### YOUR ASSIGNMENT
The records that follow are to be copied word for word. Pictures should be omitted.

### RECORD EXTRACTS
#####
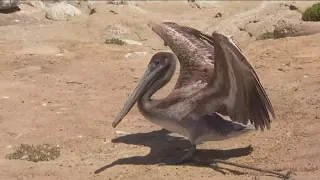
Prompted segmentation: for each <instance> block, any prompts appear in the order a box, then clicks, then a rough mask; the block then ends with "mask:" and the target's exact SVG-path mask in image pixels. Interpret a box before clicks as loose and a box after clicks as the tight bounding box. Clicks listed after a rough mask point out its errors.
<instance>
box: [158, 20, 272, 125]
mask: <svg viewBox="0 0 320 180" xmlns="http://www.w3.org/2000/svg"><path fill="white" fill-rule="evenodd" d="M152 29H153V31H154V32H155V33H157V34H158V35H159V36H160V37H161V38H162V39H163V40H164V41H165V43H166V44H167V45H168V46H169V47H170V48H171V49H172V50H173V52H174V53H175V54H176V55H177V57H178V59H179V61H180V63H181V69H180V76H179V79H178V82H177V84H176V87H175V88H177V89H178V88H185V87H187V86H190V85H191V84H194V83H195V82H197V81H202V82H205V83H207V85H206V86H205V87H202V88H200V89H198V91H196V93H195V94H192V96H189V97H188V98H189V99H190V100H191V101H190V102H193V104H192V108H190V112H189V113H193V114H197V113H198V115H199V114H211V113H213V112H215V111H216V112H219V110H220V109H221V110H224V113H223V114H227V115H229V117H230V118H231V120H233V121H237V122H241V123H244V124H247V123H248V121H249V120H250V122H251V123H253V124H254V126H255V128H256V129H259V128H260V129H261V130H264V129H265V128H267V129H270V123H271V120H270V116H269V113H270V114H271V115H272V117H273V118H275V113H274V110H273V107H272V105H271V102H270V100H269V98H268V96H267V94H266V92H265V90H264V89H263V87H262V85H261V83H260V80H259V78H258V76H257V74H256V72H255V71H254V69H253V68H252V66H251V65H250V63H249V62H248V61H247V59H246V58H245V56H244V55H243V54H242V52H241V50H240V48H239V47H238V46H237V45H236V44H235V43H234V42H232V40H231V39H230V38H228V37H226V36H224V35H221V34H218V33H215V32H214V33H212V36H209V35H207V34H203V33H202V32H200V31H199V30H196V29H193V28H190V27H185V26H180V25H178V24H176V23H172V22H164V23H161V24H153V25H152ZM213 67H214V69H213ZM206 68H207V69H206ZM188 111H189V110H188ZM219 113H220V112H219Z"/></svg>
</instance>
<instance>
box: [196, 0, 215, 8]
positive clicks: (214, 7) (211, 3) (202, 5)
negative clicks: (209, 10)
mask: <svg viewBox="0 0 320 180" xmlns="http://www.w3.org/2000/svg"><path fill="white" fill-rule="evenodd" d="M217 2H218V1H196V2H194V4H195V6H197V8H199V9H212V8H217V7H219V6H218V5H217Z"/></svg>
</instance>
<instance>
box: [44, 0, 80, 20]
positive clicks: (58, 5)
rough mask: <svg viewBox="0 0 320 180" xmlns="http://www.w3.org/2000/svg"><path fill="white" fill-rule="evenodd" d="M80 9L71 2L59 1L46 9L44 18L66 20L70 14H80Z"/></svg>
mask: <svg viewBox="0 0 320 180" xmlns="http://www.w3.org/2000/svg"><path fill="white" fill-rule="evenodd" d="M81 14H82V13H81V11H80V10H79V9H77V8H76V7H74V6H72V5H71V4H68V3H65V2H59V3H55V4H53V5H52V6H51V7H49V8H48V9H47V13H46V18H48V19H51V20H54V21H66V20H68V17H70V16H77V15H81Z"/></svg>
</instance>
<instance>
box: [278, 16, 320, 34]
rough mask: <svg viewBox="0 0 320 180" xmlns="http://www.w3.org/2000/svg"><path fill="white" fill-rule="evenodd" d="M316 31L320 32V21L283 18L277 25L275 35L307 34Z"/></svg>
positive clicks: (317, 31)
mask: <svg viewBox="0 0 320 180" xmlns="http://www.w3.org/2000/svg"><path fill="white" fill-rule="evenodd" d="M316 33H320V22H304V21H300V20H289V19H282V20H279V21H278V22H277V24H276V25H275V30H274V37H275V38H284V37H294V36H307V35H311V34H316Z"/></svg>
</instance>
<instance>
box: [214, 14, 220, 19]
mask: <svg viewBox="0 0 320 180" xmlns="http://www.w3.org/2000/svg"><path fill="white" fill-rule="evenodd" d="M221 16H222V14H221V13H217V14H216V15H215V16H214V17H215V18H219V17H221Z"/></svg>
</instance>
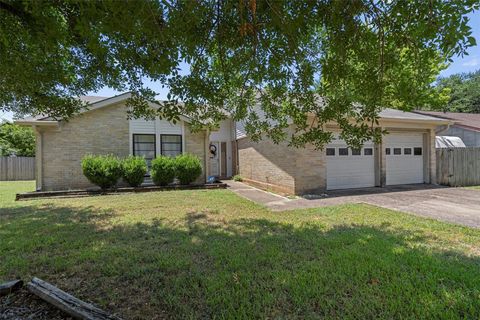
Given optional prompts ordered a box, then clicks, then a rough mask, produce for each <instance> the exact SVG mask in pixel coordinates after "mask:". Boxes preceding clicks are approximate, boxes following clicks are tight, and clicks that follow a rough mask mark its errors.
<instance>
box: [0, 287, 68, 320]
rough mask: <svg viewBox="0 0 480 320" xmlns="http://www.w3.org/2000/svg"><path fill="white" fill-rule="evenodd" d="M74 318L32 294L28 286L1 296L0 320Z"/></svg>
mask: <svg viewBox="0 0 480 320" xmlns="http://www.w3.org/2000/svg"><path fill="white" fill-rule="evenodd" d="M6 319H9V320H27V319H28V320H31V319H38V320H47V319H48V320H60V319H73V318H71V317H69V316H68V315H67V314H65V313H64V312H63V311H61V310H59V309H57V308H55V307H54V306H52V305H51V304H49V303H47V302H45V301H43V300H41V299H39V298H38V297H37V296H35V295H33V294H31V293H30V292H28V291H27V289H26V288H22V289H20V290H19V291H16V292H14V293H11V294H9V295H7V296H4V297H0V320H6Z"/></svg>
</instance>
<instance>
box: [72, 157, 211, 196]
mask: <svg viewBox="0 0 480 320" xmlns="http://www.w3.org/2000/svg"><path fill="white" fill-rule="evenodd" d="M82 170H83V174H84V175H85V177H87V179H88V180H89V181H90V182H91V183H93V184H95V185H97V186H99V187H100V188H102V189H108V188H112V187H114V186H115V185H116V184H117V182H118V180H119V179H120V178H123V180H125V181H126V182H127V183H128V184H129V185H130V186H132V187H138V186H140V185H141V184H142V183H143V180H144V179H145V175H146V173H147V163H146V161H145V159H144V158H143V157H138V156H129V157H127V158H125V159H120V158H118V157H116V156H113V155H86V156H85V157H84V158H83V159H82ZM150 174H151V177H152V180H153V182H154V183H155V184H156V185H161V186H164V185H168V184H170V183H172V182H173V181H174V179H175V178H177V179H178V180H179V182H180V184H182V185H187V184H190V183H192V182H194V181H195V180H196V179H197V178H198V177H199V176H200V175H201V174H202V164H201V162H200V159H198V157H196V156H194V155H191V154H182V155H179V156H177V157H176V158H171V157H165V156H159V157H157V158H156V159H154V160H152V167H151V170H150Z"/></svg>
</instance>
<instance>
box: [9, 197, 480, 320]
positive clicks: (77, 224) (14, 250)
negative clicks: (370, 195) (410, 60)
#####
### RESPONSE FOR THIS EXERCISE
Prompted segmentation: for each <instance> block, any prompts appear in the order a box, then clicks, then a rough mask; the block then ends with "mask:" and the target's exact SVG-path mask in image pixels. Interpret a box before clicks as loose and a box after clicks as the tight bounding box. Clicks listed after a rough mask point out its errors.
<instance>
box: [158, 20, 272, 125]
mask: <svg viewBox="0 0 320 180" xmlns="http://www.w3.org/2000/svg"><path fill="white" fill-rule="evenodd" d="M152 29H153V31H154V32H155V33H157V34H158V35H159V36H160V37H161V38H162V39H163V40H164V41H165V43H166V44H167V45H168V46H169V47H170V48H171V49H172V50H173V52H174V53H175V54H176V55H177V57H178V59H179V61H180V63H181V69H180V76H179V79H178V82H177V84H176V87H175V88H177V89H178V88H185V87H187V86H190V85H191V84H194V83H195V82H197V81H202V82H205V83H207V85H206V86H205V87H202V88H200V89H198V91H196V93H195V94H192V96H189V97H188V98H189V99H190V100H191V101H190V102H193V104H192V108H190V112H189V113H193V114H197V113H198V115H199V114H211V113H213V112H215V111H216V112H219V110H220V109H221V110H224V113H223V114H227V115H229V117H230V118H231V120H233V121H237V122H241V123H244V124H247V123H248V121H249V120H250V122H251V123H253V124H254V126H255V128H256V129H259V128H260V129H261V130H264V129H265V128H267V129H270V123H271V120H270V116H269V113H270V114H271V115H272V117H273V118H275V113H274V110H273V107H272V105H271V102H270V100H269V98H268V96H267V94H266V92H265V90H264V89H263V87H262V85H261V83H260V80H259V78H258V76H257V74H256V72H255V71H254V69H253V68H252V66H251V65H250V63H249V62H248V61H247V59H246V58H245V56H244V55H243V54H242V52H241V50H240V48H239V47H238V46H237V45H236V44H235V43H234V42H232V40H231V39H230V38H228V37H226V36H224V35H221V34H218V33H215V32H214V33H212V36H209V35H207V34H203V33H202V32H200V31H199V30H196V29H193V28H190V27H185V26H180V25H178V24H176V23H172V22H164V23H161V24H153V25H152ZM213 67H214V69H213ZM206 68H207V69H206ZM188 111H189V110H188ZM219 113H220V112H219Z"/></svg>
</instance>
<instance>
box: [196, 0, 215, 8]
positive clicks: (214, 7) (211, 3) (202, 5)
negative clicks: (209, 10)
mask: <svg viewBox="0 0 320 180" xmlns="http://www.w3.org/2000/svg"><path fill="white" fill-rule="evenodd" d="M217 2H218V1H196V2H194V4H195V6H197V8H199V9H212V8H217V7H219V6H218V5H217Z"/></svg>
</instance>
<instance>
box: [44, 0, 80, 20]
positive clicks: (58, 5)
rough mask: <svg viewBox="0 0 320 180" xmlns="http://www.w3.org/2000/svg"><path fill="white" fill-rule="evenodd" d="M80 9L71 2L59 1L46 9L44 18L66 20L70 14H80Z"/></svg>
mask: <svg viewBox="0 0 320 180" xmlns="http://www.w3.org/2000/svg"><path fill="white" fill-rule="evenodd" d="M81 14H82V13H81V11H80V10H79V9H77V8H76V7H74V6H72V5H71V4H68V3H65V2H59V3H55V4H53V5H52V6H51V7H49V8H48V9H47V13H46V18H48V19H51V20H54V21H66V20H68V17H70V16H77V15H81Z"/></svg>
</instance>
<instance>
box: [278, 16, 320, 34]
rough mask: <svg viewBox="0 0 320 180" xmlns="http://www.w3.org/2000/svg"><path fill="white" fill-rule="evenodd" d="M316 31L320 32V21L283 18L277 25L275 35L307 34Z"/></svg>
positive clicks: (317, 31)
mask: <svg viewBox="0 0 320 180" xmlns="http://www.w3.org/2000/svg"><path fill="white" fill-rule="evenodd" d="M316 33H320V22H304V21H300V20H289V19H282V20H279V21H278V22H277V24H276V25H275V30H274V37H275V38H284V37H294V36H307V35H311V34H316Z"/></svg>
</instance>
<instance>
box: [214, 14, 220, 19]
mask: <svg viewBox="0 0 320 180" xmlns="http://www.w3.org/2000/svg"><path fill="white" fill-rule="evenodd" d="M221 16H222V14H221V13H217V14H216V15H215V16H214V17H215V18H219V17H221Z"/></svg>
</instance>
Given optional prompts ordered a box, then clicks, then a rough mask, produce for each <instance> the exact SVG mask in pixel coordinates after "mask:". Boxes preceding clicks are approximate, boxes following clicks are tight, and clicks that follow a rough mask mark its errors.
<instance>
box: [0, 287, 68, 320]
rough mask: <svg viewBox="0 0 480 320" xmlns="http://www.w3.org/2000/svg"><path fill="white" fill-rule="evenodd" d="M74 318L32 294L28 286L1 296L0 320Z"/></svg>
mask: <svg viewBox="0 0 480 320" xmlns="http://www.w3.org/2000/svg"><path fill="white" fill-rule="evenodd" d="M6 319H9V320H27V319H28V320H31V319H38V320H47V319H48V320H60V319H73V318H71V317H69V316H68V315H67V314H65V313H64V312H63V311H61V310H59V309H57V308H55V307H54V306H52V305H51V304H49V303H47V302H45V301H43V300H41V299H39V298H38V297H37V296H35V295H33V294H31V293H30V292H28V291H27V289H26V288H22V289H20V290H19V291H16V292H14V293H11V294H9V295H7V296H4V297H0V320H6Z"/></svg>
</instance>
<instance>
box: [72, 157, 211, 196]
mask: <svg viewBox="0 0 480 320" xmlns="http://www.w3.org/2000/svg"><path fill="white" fill-rule="evenodd" d="M82 170H83V174H84V175H85V177H87V179H88V180H89V181H90V182H91V183H93V184H95V185H97V186H99V187H100V188H102V189H108V188H112V187H114V186H115V185H116V184H117V182H118V180H119V179H120V178H123V180H125V181H126V182H127V183H128V184H129V185H130V186H132V187H138V186H140V185H141V184H142V183H143V180H144V179H145V175H146V173H147V163H146V161H145V159H144V158H143V157H138V156H129V157H127V158H125V159H120V158H118V157H116V156H113V155H86V156H85V157H84V158H83V159H82ZM150 174H151V177H152V180H153V182H154V183H155V184H156V185H161V186H164V185H168V184H170V183H172V182H173V181H174V179H175V178H177V179H178V180H179V182H180V184H182V185H187V184H190V183H192V182H194V181H195V180H196V179H197V178H198V177H199V176H200V175H201V174H202V164H201V162H200V159H198V157H196V156H194V155H191V154H182V155H179V156H177V157H176V158H171V157H165V156H159V157H157V158H156V159H154V160H152V167H151V170H150Z"/></svg>
</instance>
<instance>
box: [9, 197, 480, 320]
positive clicks: (77, 224) (14, 250)
negative clicks: (370, 195) (410, 60)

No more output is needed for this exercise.